▶ _Task material_
===============

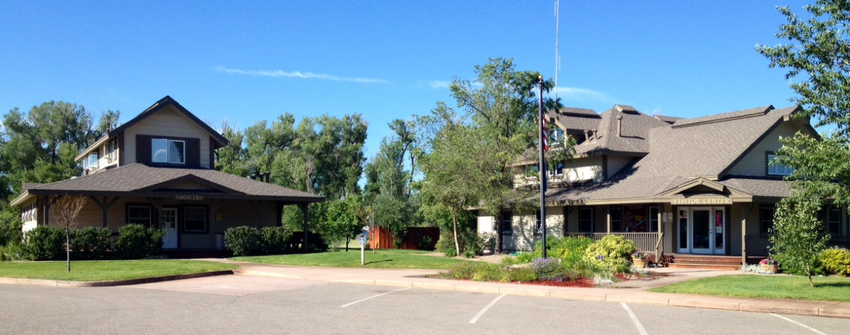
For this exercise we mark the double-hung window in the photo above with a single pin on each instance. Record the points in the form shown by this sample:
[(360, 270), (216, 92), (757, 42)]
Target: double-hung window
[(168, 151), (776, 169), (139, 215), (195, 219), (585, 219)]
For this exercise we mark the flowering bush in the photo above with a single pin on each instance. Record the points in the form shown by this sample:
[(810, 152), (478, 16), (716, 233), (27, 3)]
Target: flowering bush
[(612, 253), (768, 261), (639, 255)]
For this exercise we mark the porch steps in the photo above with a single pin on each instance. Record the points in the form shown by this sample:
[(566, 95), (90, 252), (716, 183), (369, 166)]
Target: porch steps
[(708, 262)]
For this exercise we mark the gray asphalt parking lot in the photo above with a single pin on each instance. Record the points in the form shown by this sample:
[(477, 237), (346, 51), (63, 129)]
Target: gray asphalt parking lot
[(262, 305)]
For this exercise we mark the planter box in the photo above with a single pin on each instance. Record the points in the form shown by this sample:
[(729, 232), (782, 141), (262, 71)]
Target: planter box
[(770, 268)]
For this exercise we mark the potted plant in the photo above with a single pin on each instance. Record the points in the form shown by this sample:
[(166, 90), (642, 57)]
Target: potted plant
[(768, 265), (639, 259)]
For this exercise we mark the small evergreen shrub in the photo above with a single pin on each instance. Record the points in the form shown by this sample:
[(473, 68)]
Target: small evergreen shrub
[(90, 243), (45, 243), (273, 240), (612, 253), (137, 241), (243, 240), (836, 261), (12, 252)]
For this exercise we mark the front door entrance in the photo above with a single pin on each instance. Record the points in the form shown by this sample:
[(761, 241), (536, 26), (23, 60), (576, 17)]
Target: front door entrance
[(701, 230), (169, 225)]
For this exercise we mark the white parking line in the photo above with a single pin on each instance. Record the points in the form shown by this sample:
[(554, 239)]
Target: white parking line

===============

▶ _Work task_
Once the line containing "[(761, 241), (536, 26), (23, 60), (576, 17)]" is found, please retype it and every remaining line of the listing above, exactly, with nothing else.

▶ _Response_
[(761, 241), (536, 26), (23, 60), (576, 17)]
Target: front door entrance
[(701, 230), (169, 225)]
For this exercise we mark the white parking line in the photo above with a single pin on each instance. Record the points in the form shown by this sample:
[(554, 239)]
Target: white parking line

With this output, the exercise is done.